RECORD EXCERPTS:
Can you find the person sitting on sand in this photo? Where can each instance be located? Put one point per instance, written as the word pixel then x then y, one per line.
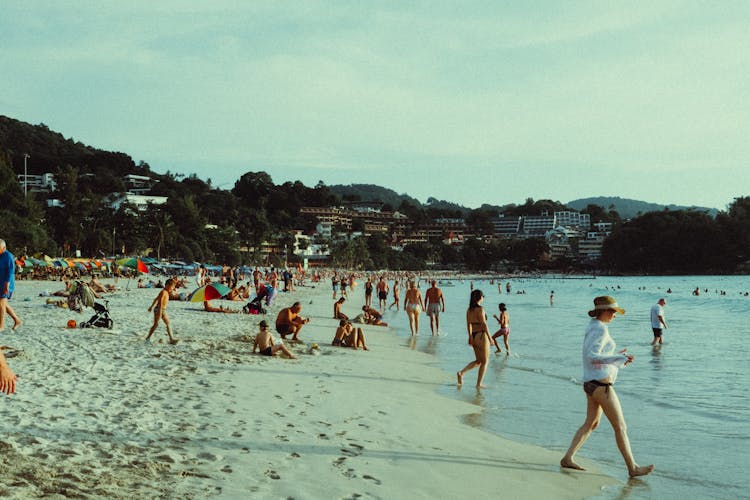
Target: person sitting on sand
pixel 289 321
pixel 601 363
pixel 264 343
pixel 348 336
pixel 373 316
pixel 209 308
pixel 337 314
pixel 159 305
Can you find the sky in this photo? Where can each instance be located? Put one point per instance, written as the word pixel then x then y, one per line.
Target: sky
pixel 472 102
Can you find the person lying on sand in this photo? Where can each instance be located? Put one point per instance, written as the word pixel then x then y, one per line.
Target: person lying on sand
pixel 264 343
pixel 289 321
pixel 347 336
pixel 97 287
pixel 210 308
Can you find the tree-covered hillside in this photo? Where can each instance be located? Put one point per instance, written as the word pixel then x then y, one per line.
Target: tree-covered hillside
pixel 628 208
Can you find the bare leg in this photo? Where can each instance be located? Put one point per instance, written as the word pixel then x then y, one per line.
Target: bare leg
pixel 281 347
pixel 164 317
pixel 483 356
pixel 3 306
pixel 410 315
pixel 153 327
pixel 360 341
pixel 10 312
pixel 593 415
pixel 494 342
pixel 610 403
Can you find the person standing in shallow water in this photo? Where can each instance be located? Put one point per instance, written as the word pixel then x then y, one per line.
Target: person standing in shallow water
pixel 600 366
pixel 479 338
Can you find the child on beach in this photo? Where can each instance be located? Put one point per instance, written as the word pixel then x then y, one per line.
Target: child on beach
pixel 504 330
pixel 264 343
pixel 347 336
pixel 159 305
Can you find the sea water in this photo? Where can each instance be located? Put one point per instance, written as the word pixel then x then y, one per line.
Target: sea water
pixel 686 403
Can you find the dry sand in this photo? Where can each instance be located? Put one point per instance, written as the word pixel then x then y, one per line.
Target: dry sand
pixel 101 413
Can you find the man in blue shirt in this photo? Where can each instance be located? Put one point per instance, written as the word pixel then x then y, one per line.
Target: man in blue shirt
pixel 7 285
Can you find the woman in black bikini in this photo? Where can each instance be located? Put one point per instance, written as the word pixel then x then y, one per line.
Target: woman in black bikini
pixel 479 337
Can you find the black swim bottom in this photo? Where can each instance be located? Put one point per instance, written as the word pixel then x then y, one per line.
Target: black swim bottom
pixel 590 386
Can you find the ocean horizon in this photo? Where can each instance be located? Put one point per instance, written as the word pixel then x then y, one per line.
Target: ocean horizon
pixel 685 399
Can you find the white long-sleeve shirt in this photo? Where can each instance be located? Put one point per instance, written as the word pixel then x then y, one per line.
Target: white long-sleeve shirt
pixel 600 361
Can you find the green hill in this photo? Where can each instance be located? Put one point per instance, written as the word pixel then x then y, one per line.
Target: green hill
pixel 628 208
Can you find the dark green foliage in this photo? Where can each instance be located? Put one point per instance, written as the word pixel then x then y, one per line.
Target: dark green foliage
pixel 202 223
pixel 372 193
pixel 628 209
pixel 684 242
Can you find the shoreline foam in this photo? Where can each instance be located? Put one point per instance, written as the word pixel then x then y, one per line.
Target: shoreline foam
pixel 102 413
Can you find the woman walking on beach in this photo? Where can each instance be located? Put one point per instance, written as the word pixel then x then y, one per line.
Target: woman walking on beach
pixel 600 367
pixel 413 306
pixel 479 337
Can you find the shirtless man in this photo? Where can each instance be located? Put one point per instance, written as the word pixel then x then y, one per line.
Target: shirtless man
pixel 289 321
pixel 337 314
pixel 396 297
pixel 413 306
pixel 265 345
pixel 435 304
pixel 159 306
pixel 347 336
pixel 382 288
pixel 373 316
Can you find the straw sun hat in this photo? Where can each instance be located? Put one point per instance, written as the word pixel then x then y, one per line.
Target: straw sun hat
pixel 605 302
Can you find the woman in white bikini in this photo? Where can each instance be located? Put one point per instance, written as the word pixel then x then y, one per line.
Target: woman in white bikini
pixel 413 306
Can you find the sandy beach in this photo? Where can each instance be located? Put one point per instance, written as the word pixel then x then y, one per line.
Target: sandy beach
pixel 102 413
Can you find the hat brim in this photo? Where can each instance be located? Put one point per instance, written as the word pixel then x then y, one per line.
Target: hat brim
pixel 618 310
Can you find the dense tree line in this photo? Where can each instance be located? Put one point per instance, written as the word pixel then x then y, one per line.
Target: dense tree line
pixel 202 223
pixel 681 242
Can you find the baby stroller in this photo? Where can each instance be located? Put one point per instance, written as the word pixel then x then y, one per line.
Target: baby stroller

EXERCISE REQUIREMENTS: Pick each line holding the word "baby" out of the listing.

EXERCISE OUTPUT:
Can you find the baby stroller in this photo? Where can each instance be located? Put one point per instance, written as the word pixel then x then y, one per line.
Target: baby stroller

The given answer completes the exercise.